Задания =
• A. Перескажите короче абзац текста об Остроумовой-Лебедевой, начинающийся словами «Каково же было наше удивление», сохранив его основные факты.
• B. Напишите продолжение текста об Остроумовой-Лебедевой, начиная сразу после его последнего предложения.

Текст =
● ● ● ● ● ● ●

НАВИГАЦИЯ
`

А. П. Остроумова-Лебедева

I. Искусство Остроумовой

Это было давно. Мы с невестой увлекались тогда копированием старых мастеров в Эрмитаже, и как раз я был занят портретом слегка криворотого мужчины Франца Хальса (а моя невеста срисовывала тут же висевший портрет “Сына Хальса”), когда рядом с нами появилась небольшого роста барышня в пенсне, которая принялась набрасывать углем на холсте “Девочку с метлой” Рембрандта (все эти три картины висели в те годы почти рядом). Я был несколько озадачен дерзостью такой затеи. Очевидно, казалось мне, что барышня-любительница случайно остановила свой выбор на этой удивительной картине, в которой так чудесно сплелись настроение домашнего очага с трагичной романтикой последних лет Рембрандта. И никак нельзя было ожидать, что барышня в пенсне хоть в какой бы то ни было степени одолеет колоссальные трудности задачи. Сам я как раз выбивался из сил в своем стремлении хоть как-нибудь уловить бешеное брио моего оригинала.

Каково же было наше удивление, когда из-под угля на холсте у любительницы мощными штрихами стала вырисовываться фигура девочки, а затем с необычайной энергией, напомнившей мне знакомые приемы Репина, моя соседка стала прокладывать красками свою картину. Через недели две она ее кончила. Боюсь утверждать, что та копия вышла действительно превосходной, — слишком много времени с тех пор прошло и слишком изменилось мое художественное суждение, слишком я стал требовательным, но, во всяком случае, тогда результат, быстро и уверенно достигнутый неизвестной художницей, показался мне удивительным. Ее успех даже повлиял на неуспех моей копии. Я как-то сразу скис и вскоре оставил свою работу, не доведя ее до той законченности, какую я себе сначала наметил.

● ● ● ● ● ● ●

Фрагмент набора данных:

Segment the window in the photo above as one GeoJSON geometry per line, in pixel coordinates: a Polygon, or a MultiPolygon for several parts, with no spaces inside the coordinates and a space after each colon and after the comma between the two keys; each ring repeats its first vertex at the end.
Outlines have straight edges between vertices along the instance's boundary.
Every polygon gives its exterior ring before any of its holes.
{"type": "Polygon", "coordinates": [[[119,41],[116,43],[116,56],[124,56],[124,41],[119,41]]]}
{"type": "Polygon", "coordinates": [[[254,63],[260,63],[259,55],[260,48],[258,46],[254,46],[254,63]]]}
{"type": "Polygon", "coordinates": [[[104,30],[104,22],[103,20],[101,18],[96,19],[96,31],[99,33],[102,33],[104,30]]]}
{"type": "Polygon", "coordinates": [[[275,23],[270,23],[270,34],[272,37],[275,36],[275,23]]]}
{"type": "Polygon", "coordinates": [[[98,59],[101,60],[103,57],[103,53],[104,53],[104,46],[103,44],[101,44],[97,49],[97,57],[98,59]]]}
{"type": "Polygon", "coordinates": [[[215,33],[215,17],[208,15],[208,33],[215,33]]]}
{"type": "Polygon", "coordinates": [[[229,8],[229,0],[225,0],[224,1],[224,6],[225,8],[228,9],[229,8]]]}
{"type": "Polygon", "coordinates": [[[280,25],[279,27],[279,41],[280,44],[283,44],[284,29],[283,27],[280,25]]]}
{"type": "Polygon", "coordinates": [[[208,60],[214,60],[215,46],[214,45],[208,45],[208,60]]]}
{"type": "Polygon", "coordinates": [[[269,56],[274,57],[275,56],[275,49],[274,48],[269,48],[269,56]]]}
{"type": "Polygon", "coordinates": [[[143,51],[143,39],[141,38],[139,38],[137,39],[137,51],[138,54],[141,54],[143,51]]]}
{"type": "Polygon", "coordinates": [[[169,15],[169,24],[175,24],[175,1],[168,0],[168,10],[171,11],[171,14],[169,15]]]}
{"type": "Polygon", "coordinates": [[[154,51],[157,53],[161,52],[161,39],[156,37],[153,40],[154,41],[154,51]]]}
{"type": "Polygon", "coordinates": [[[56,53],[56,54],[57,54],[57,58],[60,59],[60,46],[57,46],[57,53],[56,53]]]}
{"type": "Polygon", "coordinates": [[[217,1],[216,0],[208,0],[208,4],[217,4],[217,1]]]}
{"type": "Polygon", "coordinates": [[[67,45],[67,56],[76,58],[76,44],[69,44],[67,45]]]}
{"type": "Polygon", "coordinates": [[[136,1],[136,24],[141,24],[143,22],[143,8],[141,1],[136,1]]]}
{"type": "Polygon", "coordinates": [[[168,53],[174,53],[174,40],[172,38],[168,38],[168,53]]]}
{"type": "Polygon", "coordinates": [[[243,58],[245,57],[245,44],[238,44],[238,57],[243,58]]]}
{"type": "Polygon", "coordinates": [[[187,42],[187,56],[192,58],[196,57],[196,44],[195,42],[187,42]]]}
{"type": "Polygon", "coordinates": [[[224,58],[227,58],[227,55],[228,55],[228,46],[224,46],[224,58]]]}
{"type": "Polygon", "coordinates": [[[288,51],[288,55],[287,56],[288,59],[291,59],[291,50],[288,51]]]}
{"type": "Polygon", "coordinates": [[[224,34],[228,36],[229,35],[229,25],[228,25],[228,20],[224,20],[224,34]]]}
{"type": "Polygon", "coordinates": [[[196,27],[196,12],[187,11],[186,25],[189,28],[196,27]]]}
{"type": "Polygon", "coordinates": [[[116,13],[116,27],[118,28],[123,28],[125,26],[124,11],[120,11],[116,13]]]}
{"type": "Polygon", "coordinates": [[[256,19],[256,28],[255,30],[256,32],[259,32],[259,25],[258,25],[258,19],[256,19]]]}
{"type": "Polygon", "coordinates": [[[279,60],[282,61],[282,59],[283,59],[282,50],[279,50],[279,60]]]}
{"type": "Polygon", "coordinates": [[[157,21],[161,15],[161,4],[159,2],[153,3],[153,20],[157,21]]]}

● ● ● ● ● ● ●

Ответы =
• A. К удивлению рассказчика и его невесты, художница уверенными штрихами угля наметила фигуру девочки, затем энергично, в манере, напомнившей рассказчику приемы Репина, стала писать красками и примерно через две недели закончила копию. Спустя годы рассказчик не берется утверждать, что копия была превосходной, но тогда быстрый и уверенный результат показался ему удивительным. Под впечатлением от ее успеха он пал духом и бросил свою копию, так и не доведя ее до задуманной законченности.

• B.
Мне очень хотелось познакомиться с соседкой по работе, так как я чувствовал в ней настоящего товарища по вкусам, но почему-то это знакомство не состоялось, и я, если и узнал ее фамилию, то вскоре ее забыл, и когда снова услыхал ее от Сомова, то это имя показалось мне совершенно новым. Однако сколь сильно было впечатление, произведенное на меня художницей, показывает то, что, когда через шесть лет я встретился с ней, я сразу ее признал.

Произошло это знакомство в Париже, куда Анна Петровна (речь идет о ней) явилась вместе со своей подругой усовершенствоваться в избранных ими отраслях искусства. По каким-то причудам К. Сомов долгое время отказывался нас знакомить с этими девушками, у которых он часто бывал, но его рассказы о той, которая собиралась себя посвятить трудному и редкому искусству деревянной гравюры, разожгли в сильной степени мое любопытство, и я, наконец, добился того, что на русское рождество 1898 года Сомов смилостивился и свел нас к этим художницам в их бивуачную квартиру на Avenue du Maine. И вот я был чрезвычайно изумлен и обрадован, когда в новой знакомой я узнал ту самую эрмитажную копиистку, и вместе с этим изумлением во мне сразу возникло полное доверие к ее таланту, к ее творчеству. Человек с таким “своеобразно хорошим” вкусом, с такой мощью, не мог не обладать “божьей милостью”, такой человек должен был и избрать обособленную стезю не из пустого оригинальничания, а с полным сознанием; раз же вступив на нее, такой человек должен был и пойти по этой стезе твердой стопой, не блуждая, а чутко прислушиваясь к тому, что подсказывала интуитивная мудрость. Сейчас эта стезя в значительной мере пройдена, и, оглядываясь на лежащий позади путь, я могу подтвердить, что мое чувство к Остроумовой было тогда правильным, что, пророча ей успех высшего художественного порядка, я не ошибался. Творение художницы, каким оно сейчас является перед нами, поражает своей цельностью, выдержкой и какой-то удивительной толковостью, а как раз последняя черта вовсе не так часто встречается в биографиях художников, особенно современных. При этом в произведениях Остроумовой не найти рассудочное начало, то самое начало, которое искажает творения и весьма даровитых мастеров и которое в некоторых случаях им придает обидный оттенок “провинциализма”, чем особенно страдают наши соотечественники, глотнувшие воздуха Европы, но не успевшие им напитаться.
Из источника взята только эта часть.